### Text
16. Q. If a loan, such as a mortgage, has been sold or securitized, who bears the burden of the reduced interest rate?

A. The SCRA provides that affected loans shall not bear interest at a rate in excess of 6%.  However, this provision does not change the relationship of the parties involved with the loan.  The party which was entitled to receive the interest from the loan before the rate was reduced is still entitled to receive interest at the reduced rate.  A party which merely services a loan is not required to make up the difference in interest, absent contractual arrangements to the contrary.  Fannie Mae and Freddie Mac have announced that they will bear the losses from any loan affected by this provision of the Act.

Section 533: Mortgages and Trust Deeds

17. Q. Does the SCRA have any effect on a foreclosure of real property which is subject to a mortgage?

A. As explained above, although section 527’s interest rate cap of 6% applies to mortgage obligations incurred prior to active duty, another provision of the statute, section 533, applies to sales, foreclosures, or seizures of property initiated to enforce a security interest securing an obligation incurred before entering active duty.  As explained more fully below, while servicemembers must request the interest rate cap under section 527, the protections under this provision of the statute do not require any action on the part of the servicemember.  It also is important to understand that section 533 does not preclude foreclosures (a fact frequently misunderstood by the press), but it does impose significant limitations on foreclosure actions.  These restrictions are designed to protect the servicemember who has been called to active duty.

18. Q. What limitations on foreclosure actions are imposed by section 533?

A. Section 533 provides that no sale, foreclosure, or seizure of property for a breach of a pre-active duty service “mortgage, trust deed or other security in the nature of a mortgage” is valid if made during or within one year after the period of active duty service except upon a valid court order.  In other words, if a mortgage is protected by the SCRA, no self-help or non-judicial foreclosure is allowed.  There are 23 states in which some form of non-judicial foreclosure is ordinarily allowed.  In those states, the lender may have obtained a waiver of any legal proceedings in the event of a default in the mortgage documents themselves.  However, such a waiver is invalid under 50 U.S.C. App. § 517.  When a lender wants to foreclose on mortgage protected by the SCRA, it must seek a court order.  The servicemember is then entitled to a hearing before a judge, who has the power either to stay the foreclosure or “adjust the obligation to preserve the interests of all the parties.”  This provision is interpreted by the courts as a broad grant of authority to alter the terms of a contract to protect a servicemember and his or her family from foreclosure.  It is, however, conditioned on a finding that the servicemember’s military service “materially affects” the ability of the defendant to comply with the terms of the obligation.

### Entries shown
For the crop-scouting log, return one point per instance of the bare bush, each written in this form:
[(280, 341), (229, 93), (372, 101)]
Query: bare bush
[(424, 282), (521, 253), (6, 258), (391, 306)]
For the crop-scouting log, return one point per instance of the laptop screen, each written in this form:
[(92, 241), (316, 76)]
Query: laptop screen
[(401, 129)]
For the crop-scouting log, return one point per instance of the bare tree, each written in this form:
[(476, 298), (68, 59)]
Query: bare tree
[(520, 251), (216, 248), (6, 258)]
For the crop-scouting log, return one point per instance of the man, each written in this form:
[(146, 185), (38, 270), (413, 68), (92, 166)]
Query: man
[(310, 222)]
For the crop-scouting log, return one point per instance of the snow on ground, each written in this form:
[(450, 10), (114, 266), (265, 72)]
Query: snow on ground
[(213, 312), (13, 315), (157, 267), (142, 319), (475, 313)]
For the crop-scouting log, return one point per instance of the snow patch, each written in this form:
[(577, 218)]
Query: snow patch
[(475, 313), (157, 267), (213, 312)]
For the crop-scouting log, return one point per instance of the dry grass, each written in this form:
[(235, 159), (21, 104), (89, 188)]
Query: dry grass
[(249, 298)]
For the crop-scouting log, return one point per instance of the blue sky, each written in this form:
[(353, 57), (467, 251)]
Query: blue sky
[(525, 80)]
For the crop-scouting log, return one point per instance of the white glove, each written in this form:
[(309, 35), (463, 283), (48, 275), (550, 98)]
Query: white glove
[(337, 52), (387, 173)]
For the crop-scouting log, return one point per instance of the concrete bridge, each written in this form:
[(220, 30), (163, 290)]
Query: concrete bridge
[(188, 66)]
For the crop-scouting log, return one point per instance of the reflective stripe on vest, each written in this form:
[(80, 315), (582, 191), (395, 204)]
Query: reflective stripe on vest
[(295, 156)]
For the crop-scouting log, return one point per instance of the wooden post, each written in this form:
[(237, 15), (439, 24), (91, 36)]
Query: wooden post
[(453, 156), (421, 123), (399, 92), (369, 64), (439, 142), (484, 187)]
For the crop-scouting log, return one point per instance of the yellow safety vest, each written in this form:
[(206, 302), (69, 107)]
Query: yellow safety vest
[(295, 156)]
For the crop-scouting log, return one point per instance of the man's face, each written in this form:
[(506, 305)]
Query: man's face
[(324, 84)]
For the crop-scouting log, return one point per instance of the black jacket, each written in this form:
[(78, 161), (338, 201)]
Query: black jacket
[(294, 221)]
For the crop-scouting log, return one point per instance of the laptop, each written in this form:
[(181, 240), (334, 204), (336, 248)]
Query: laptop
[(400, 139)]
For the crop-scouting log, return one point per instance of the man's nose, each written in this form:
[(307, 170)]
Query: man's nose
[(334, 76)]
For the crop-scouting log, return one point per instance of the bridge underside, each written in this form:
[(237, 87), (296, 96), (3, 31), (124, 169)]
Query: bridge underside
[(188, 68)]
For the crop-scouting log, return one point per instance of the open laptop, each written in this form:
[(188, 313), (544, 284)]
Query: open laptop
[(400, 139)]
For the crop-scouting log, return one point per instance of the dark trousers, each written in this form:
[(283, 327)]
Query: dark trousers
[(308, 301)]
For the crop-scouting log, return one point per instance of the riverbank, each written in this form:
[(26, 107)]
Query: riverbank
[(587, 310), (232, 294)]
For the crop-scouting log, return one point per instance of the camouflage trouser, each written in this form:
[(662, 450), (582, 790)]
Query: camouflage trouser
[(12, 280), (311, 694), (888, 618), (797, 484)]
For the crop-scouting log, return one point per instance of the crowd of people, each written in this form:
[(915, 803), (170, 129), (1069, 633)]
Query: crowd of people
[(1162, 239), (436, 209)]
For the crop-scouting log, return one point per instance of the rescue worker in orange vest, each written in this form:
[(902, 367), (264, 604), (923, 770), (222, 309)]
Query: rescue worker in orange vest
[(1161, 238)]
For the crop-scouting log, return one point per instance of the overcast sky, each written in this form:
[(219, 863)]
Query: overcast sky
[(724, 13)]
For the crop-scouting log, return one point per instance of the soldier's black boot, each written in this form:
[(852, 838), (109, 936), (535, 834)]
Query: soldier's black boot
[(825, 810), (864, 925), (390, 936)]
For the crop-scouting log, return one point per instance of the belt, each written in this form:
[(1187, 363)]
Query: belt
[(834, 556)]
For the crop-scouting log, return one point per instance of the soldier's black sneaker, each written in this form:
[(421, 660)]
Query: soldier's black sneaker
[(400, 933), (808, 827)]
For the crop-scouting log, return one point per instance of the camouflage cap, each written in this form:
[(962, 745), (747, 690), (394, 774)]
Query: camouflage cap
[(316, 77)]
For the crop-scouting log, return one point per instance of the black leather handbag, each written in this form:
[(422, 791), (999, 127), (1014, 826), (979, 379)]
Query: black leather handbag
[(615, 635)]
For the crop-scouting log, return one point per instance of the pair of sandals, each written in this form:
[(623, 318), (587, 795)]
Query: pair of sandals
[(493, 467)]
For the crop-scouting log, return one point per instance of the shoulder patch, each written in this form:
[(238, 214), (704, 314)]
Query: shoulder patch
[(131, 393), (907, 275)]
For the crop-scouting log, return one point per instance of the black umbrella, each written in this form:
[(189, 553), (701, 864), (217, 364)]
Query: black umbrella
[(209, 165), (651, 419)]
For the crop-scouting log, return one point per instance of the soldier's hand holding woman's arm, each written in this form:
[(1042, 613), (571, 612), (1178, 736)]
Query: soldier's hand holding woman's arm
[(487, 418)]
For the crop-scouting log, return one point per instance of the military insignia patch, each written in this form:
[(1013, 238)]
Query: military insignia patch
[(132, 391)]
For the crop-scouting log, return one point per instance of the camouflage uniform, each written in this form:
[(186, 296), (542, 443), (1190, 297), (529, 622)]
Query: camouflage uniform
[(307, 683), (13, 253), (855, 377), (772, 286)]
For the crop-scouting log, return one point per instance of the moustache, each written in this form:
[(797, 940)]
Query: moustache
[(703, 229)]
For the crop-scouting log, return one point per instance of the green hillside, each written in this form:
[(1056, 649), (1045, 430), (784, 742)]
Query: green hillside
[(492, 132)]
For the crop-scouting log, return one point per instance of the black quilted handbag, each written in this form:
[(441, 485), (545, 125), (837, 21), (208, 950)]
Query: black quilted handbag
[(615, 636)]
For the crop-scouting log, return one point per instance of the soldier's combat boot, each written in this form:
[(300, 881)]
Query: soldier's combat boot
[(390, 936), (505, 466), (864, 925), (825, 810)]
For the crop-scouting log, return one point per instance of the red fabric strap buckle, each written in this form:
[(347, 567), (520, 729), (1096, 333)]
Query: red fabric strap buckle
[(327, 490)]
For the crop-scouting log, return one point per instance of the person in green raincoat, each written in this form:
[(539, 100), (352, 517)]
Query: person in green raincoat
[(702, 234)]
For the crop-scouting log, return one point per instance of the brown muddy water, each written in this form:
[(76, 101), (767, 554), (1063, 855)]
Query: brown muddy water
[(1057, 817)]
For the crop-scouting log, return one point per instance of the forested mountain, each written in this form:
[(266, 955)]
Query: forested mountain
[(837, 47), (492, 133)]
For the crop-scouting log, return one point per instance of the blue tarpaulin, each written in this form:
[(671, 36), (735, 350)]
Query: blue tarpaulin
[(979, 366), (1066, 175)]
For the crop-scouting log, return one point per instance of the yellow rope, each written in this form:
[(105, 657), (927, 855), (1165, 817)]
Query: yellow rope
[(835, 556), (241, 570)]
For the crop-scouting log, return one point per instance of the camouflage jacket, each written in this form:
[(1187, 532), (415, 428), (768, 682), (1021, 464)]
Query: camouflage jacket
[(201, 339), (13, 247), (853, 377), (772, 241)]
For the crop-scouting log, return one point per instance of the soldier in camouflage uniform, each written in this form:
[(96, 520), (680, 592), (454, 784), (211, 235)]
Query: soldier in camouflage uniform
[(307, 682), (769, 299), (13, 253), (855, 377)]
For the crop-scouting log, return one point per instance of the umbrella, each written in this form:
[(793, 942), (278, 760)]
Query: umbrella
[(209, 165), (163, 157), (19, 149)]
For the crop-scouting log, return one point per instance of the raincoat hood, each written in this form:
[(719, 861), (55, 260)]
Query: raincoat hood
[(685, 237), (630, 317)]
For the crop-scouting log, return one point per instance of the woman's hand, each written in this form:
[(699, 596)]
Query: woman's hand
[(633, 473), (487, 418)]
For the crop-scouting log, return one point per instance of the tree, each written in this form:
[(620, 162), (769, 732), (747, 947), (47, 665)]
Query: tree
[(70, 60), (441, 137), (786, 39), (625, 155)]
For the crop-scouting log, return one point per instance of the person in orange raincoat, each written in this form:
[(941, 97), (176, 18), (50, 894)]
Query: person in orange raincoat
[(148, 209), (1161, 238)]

### Objectives
1. Retype the stretch of the SCRA text from "A. As explained" through "to active duty." without changing a word.
2. Answer these from the SCRA text:
(a) Which two organizations announced they would bear the losses from loans affected by the reduced interest rate?
(b) In how many states is some form of non-judicial foreclosure ordinarily allowed?
(c) Which section of the statute sets the 6% interest rate cap on mortgage obligations incurred before active duty?

### Answers
1.
A. As explained above, although section 527’s interest rate cap of 6% applies to mortgage obligations incurred prior to active duty, another provision of the statute, section 533, applies to sales, foreclosures, or seizures of property initiated to enforce a security interest securing an obligation incurred before entering active duty.  As explained more fully below, while servicemembers must request the interest rate cap under section 527, the protections under this provision of the statute do not require any action on the part of the servicemember.  It also is important to understand that section 533 does not preclude foreclosures (a fact frequently misunderstood by the press), but it does impose significant limitations on foreclosure actions.  These restrictions are designed to protect the servicemember who has been called to active duty.

2.
(a) Fannie Mae and Freddie Mac
(b) 23
(c) Section 527